_Consigne A_.
Répondez à ces trois questions sur l'article au sujet de la clause nonobstant en Alberta :
(i) Dans quel lieu Danielle Smith a-t-elle tenu sa conférence de presse de mardi ?
(ii) Quel article de la Charte canadienne des droits et libertés correspond à la clause nonobstant ?
(iii) D'après les recherches du Trevor Project, de combien des environnements favorables peuvent-ils faire baisser les taux de tentatives de suicide ?
_Consigne B_. Recopiez sans rien changer tout ce qui va de « Les experts juridiques » jusqu'à « près de 40%. » dans l'article sur la clause nonobstant en Alberta.
_Consigne C_. Reprenez l'article sur la clause nonobstant en Alberta à partir de l'endroit où il s'arrête, et écrivez la suite.

La décision de l’Alberta d’envisager l’utilisation de la clause nonobstant concernant la politique transgenre a déclenché un vif débat à Calgary cette semaine. Lors de ma promenade au centre-ville hier, les conversations dans les cafés locaux tournaient autour de la position controversée de la première ministre Danielle Smith.
« Nous utiliserons tous les outils à notre disposition, » a déclaré Smith aux journalistes lors de la conférence de presse de mardi au Centre McDougall. Son gouvernement envisage la mesure extraordinaire d’utiliser la clause nonobstant pour protéger une éventuelle législation limitant les soins de santé pour les jeunes transgenres contre les contestations judiciaires.
Cette escalade dramatique survient après des mois de mise en œuvre de politiques affectant les élèves transgenres dans les écoles. La dernière considération étendrait potentiellement les restrictions aux établissements de santé, particulièrement concernant les soins d’affirmation de genre pour les mineurs.
Marie Levesque, une mère de Calgary, a exprimé ses inquiétudes lorsque je lui ai parlé devant l’hôtel de ville. « Il ne s’agit pas de protection, mais d’effacement, » a-t-elle dit, la voix tremblante. Levesque, dont l’adolescent a récemment révélé être transgenre, craint que ces politiques ne nuisent aux jeunes vulnérables.
La clause nonobstant, l’article 33 de la Charte canadienne des droits et libertés, permet aux provinces de déroger temporairement à certaines protections de la Charte. Son application potentielle aux politiques de soins de santé pour personnes transgenres marquerait une utilisation sans précédent dans l’histoire de l’Alberta.
Les experts juridiques remettent en question la sagesse de cette approche. « La clause a été conçue comme un dernier recours, pas comme une première réponse aux contestations judiciaires anticipées, » a expliqué Dr. Sarah Ramsey, professeure de droit constitutionnel à l’Université de Calgary. Elle estime que l’utiliser préventivement signale une tendance problématique en matière de gouvernance.
Les données du Trevor Project suggèrent que les jeunes transgenres font face à des risques significativement plus élevés de dépression et de suicide lorsqu’ils se voient refuser des soins adaptés. Leurs recherches indiquent que des environnements favorables peuvent réduire les taux de tentatives de suicide de près de 40%.

_Matériel fourni_.
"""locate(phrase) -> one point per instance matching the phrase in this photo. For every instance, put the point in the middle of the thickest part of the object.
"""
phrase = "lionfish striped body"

_Réponse A_.
(i) Au Centre McDougall.
(ii) L'article 33.
(iii) De près de 40 %.

_Réponse B_.
Les experts juridiques remettent en question la sagesse de cette approche. « La clause a été conçue comme un dernier recours, pas comme une première réponse aux contestations judiciaires anticipées, » a expliqué Dr. Sarah Ramsey, professeure de droit constitutionnel à l’Université de Calgary. Elle estime que l’utiliser préventivement signale une tendance problématique en matière de gouvernance.
Les données du Trevor Project suggèrent que les jeunes transgenres font face à des risques significativement plus élevés de dépression et de suicide lorsqu’ils se voient refuser des soins adaptés. Leurs recherches indiquent que des environnements favorables peuvent réduire les taux de tentatives de suicide de près de 40%.

_Réponse C_.
Les leaders d’entreprises se sont également joints à la conversation. Derek Williams, porte-parole de la Chambre de commerce de Calgary, a noté des préoccupations concernant les impacts économiques. « Les grands employeurs examinent les politiques sociales lorsqu’ils prennent des décisions d’investissement. Cette controverse pourrait affecter notre capacité à attirer des talents et des entreprises, » m’a-t-il confié lors de notre entretien à un forum économique du centre-ville.
Le gouvernement provincial défend sa position comme protégeant les droits parentaux et le bien-être des enfants. La ministre de la Santé Adriana LaGrange insiste sur le fait que ces politiques reflètent « les valeurs des Albertains ordinaires », bien que les sondages sur la question montrent une province profondément divisée.
La cheffe de l’opposition Rachel Notley a condamné hier cette démarche potentielle, la qualifiant de « dépassement dangereux qui mine les droits fondamentaux. » Lors de sa disponibilité médiatique à l’Assemblée législative, elle a souligné que les décisions médicales devraient rester entre les patients, les familles et les prestataires de soins de santé.
Alors que Calgary entre dans l’automne, cette question dominera probablement la politique locale. Des rassemblements communautaires soutenant et s’opposant à la position du gouvernement sont prévus tout au long d’octobre, le plus important étant attendu devant le Centre McDougall le week-end prochain.
Pour l’instant, les Calgariens attendent de voir si la province prendra cette mesure extraordinaire. Comme l’a résumé un barista du centre-ville en me servant mon café ce matin: « Quel que soit votre camp, utiliser la clause nonobstant donne l’impression de changer les règles du jeu.«
Les semaines à venir révéleront si l’Alberta devient la première province à appliquer cette dérogation constitutionnelle aux droits des personnes transgenres. Les implications s’étendraient bien au-delà des frontières provinciales, remodelant potentiellement le paysage des droits garantis par la Charte à travers le Canada.